_练习目标_: 从下方含有“Where can the shed”的那一行开始，到含有“<point>73,131</point>”的那一行为止，将这些行（两端都包括在内）输出为 JSON 字符串列表，每行对应一个字符串，空行略去，其余各行一律不要。

·····

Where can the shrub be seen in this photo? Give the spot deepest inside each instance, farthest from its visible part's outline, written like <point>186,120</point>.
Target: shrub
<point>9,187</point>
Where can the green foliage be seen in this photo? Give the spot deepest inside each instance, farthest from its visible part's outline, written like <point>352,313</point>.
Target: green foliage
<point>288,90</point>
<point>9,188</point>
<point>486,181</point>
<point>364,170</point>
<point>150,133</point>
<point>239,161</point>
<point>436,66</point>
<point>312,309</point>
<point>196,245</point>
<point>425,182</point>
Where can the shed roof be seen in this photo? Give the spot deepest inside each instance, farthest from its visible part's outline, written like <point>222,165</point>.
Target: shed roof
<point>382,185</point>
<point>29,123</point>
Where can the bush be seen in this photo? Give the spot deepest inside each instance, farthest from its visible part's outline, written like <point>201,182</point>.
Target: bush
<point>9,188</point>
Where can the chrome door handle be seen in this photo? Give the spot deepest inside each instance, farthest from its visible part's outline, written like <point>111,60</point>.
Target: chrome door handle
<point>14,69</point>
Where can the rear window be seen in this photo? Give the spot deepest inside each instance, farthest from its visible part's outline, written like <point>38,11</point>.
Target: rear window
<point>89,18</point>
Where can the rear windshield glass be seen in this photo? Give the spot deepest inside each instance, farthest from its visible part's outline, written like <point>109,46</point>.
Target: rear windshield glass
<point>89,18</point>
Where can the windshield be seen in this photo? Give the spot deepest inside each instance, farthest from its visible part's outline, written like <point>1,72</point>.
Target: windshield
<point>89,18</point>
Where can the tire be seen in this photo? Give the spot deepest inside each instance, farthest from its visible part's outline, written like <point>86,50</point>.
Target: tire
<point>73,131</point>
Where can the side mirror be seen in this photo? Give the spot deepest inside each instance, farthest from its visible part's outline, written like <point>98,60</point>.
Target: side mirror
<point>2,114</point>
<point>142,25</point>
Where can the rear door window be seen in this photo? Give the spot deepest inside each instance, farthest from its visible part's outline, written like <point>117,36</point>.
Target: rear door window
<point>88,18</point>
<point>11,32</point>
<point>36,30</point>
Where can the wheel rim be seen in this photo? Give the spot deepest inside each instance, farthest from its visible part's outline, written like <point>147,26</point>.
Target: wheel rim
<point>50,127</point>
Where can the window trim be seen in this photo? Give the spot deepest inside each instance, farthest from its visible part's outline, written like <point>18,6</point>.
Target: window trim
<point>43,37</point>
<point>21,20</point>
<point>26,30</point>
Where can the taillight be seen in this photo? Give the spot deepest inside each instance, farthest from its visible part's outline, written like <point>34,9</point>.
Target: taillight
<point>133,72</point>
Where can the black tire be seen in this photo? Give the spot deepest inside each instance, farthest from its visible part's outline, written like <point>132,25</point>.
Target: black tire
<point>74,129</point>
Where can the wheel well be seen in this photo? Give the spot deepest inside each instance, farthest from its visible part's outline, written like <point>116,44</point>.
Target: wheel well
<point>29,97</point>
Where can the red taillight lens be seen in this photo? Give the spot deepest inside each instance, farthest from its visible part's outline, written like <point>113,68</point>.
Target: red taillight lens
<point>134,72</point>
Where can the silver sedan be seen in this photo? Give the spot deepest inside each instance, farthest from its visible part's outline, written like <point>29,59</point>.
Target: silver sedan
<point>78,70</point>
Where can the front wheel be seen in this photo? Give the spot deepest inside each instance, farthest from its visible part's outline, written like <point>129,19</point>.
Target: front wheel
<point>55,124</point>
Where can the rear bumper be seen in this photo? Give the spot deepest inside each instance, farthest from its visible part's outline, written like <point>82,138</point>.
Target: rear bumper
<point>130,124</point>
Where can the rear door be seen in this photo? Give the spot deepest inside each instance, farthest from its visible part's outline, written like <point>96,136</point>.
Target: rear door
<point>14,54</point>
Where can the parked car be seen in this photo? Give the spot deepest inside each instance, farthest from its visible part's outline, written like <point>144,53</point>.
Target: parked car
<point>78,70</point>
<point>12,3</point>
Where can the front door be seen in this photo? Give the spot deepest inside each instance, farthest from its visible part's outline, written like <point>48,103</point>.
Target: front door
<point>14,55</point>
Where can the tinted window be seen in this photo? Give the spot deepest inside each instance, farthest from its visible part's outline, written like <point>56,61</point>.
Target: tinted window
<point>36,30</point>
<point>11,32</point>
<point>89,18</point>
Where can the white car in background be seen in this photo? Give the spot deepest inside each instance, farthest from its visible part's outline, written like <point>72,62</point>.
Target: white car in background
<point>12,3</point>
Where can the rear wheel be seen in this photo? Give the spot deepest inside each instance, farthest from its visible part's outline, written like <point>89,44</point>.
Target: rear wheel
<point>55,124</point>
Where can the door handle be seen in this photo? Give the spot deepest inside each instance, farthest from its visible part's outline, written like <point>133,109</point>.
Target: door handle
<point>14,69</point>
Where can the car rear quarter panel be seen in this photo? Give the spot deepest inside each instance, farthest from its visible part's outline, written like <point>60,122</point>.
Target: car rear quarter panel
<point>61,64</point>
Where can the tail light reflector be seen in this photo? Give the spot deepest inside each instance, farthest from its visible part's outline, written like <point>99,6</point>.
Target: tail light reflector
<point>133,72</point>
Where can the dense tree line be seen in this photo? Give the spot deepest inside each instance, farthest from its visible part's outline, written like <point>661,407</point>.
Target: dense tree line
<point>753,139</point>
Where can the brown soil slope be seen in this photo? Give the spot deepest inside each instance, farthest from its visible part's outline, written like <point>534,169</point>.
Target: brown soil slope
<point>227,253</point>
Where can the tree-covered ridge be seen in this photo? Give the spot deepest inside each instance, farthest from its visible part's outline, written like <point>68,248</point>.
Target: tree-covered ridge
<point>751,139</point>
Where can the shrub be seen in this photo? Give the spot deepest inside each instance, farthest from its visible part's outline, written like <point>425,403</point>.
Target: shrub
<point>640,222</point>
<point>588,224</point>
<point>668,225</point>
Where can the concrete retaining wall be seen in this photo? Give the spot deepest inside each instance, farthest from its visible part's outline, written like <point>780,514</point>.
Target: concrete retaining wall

·····

_本题作答_:
[
  "Where can the shed roof be seen in this photo? Give the spot deepest inside each instance, farthest from its visible part's outline, written like <point>222,165</point>.",
  "Target: shed roof",
  "<point>382,185</point>",
  "<point>29,123</point>",
  "Where can the bush be seen in this photo? Give the spot deepest inside each instance, farthest from its visible part's outline, written like <point>201,182</point>.",
  "Target: bush",
  "<point>9,188</point>",
  "Where can the chrome door handle be seen in this photo? Give the spot deepest inside each instance, farthest from its visible part's outline, written like <point>111,60</point>.",
  "Target: chrome door handle",
  "<point>14,69</point>",
  "Where can the rear window be seen in this photo? Give the spot deepest inside each instance, farthest from its visible part's outline, written like <point>38,11</point>.",
  "Target: rear window",
  "<point>89,18</point>",
  "Where can the rear windshield glass be seen in this photo? Give the spot deepest inside each instance, farthest from its visible part's outline, written like <point>109,46</point>.",
  "Target: rear windshield glass",
  "<point>89,18</point>",
  "Where can the windshield be seen in this photo? Give the spot deepest inside each instance, farthest from its visible part's outline, written like <point>1,72</point>.",
  "Target: windshield",
  "<point>89,18</point>",
  "Where can the tire be seen in this photo? Give the spot deepest inside each instance, farthest from its visible part's outline, written like <point>86,50</point>.",
  "Target: tire",
  "<point>73,131</point>"
]